PROVIDED DATA: Begin

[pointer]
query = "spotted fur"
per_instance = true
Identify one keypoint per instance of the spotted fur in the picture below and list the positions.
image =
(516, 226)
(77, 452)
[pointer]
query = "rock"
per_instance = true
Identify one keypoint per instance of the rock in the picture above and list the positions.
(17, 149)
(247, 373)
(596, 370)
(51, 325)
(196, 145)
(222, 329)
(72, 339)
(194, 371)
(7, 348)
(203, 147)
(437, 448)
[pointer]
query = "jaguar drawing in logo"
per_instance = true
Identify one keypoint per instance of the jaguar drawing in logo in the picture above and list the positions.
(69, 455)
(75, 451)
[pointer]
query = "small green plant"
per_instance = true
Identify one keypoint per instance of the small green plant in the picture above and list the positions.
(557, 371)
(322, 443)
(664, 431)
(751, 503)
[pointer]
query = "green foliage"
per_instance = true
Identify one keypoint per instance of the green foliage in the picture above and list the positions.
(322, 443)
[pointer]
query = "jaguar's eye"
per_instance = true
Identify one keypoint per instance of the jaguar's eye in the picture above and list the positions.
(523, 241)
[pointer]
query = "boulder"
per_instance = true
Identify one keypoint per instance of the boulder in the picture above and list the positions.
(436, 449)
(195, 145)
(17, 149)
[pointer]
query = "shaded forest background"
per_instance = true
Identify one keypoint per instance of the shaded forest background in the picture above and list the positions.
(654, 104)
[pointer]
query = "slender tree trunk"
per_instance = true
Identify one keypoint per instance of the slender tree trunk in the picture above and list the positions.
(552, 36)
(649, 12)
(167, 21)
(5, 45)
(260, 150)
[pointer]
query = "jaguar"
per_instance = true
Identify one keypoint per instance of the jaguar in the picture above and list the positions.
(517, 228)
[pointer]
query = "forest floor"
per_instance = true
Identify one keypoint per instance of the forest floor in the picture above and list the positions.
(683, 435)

PROVIDED DATA: End

*WHAT THE TASK ASKS*:
The answer must be every line from the entries above that holds the string "spotted".

*WRITTEN SOLUTION*:
query = "spotted fur"
Identify one keypoint per instance of the spotted fur in the picture below and list the positions.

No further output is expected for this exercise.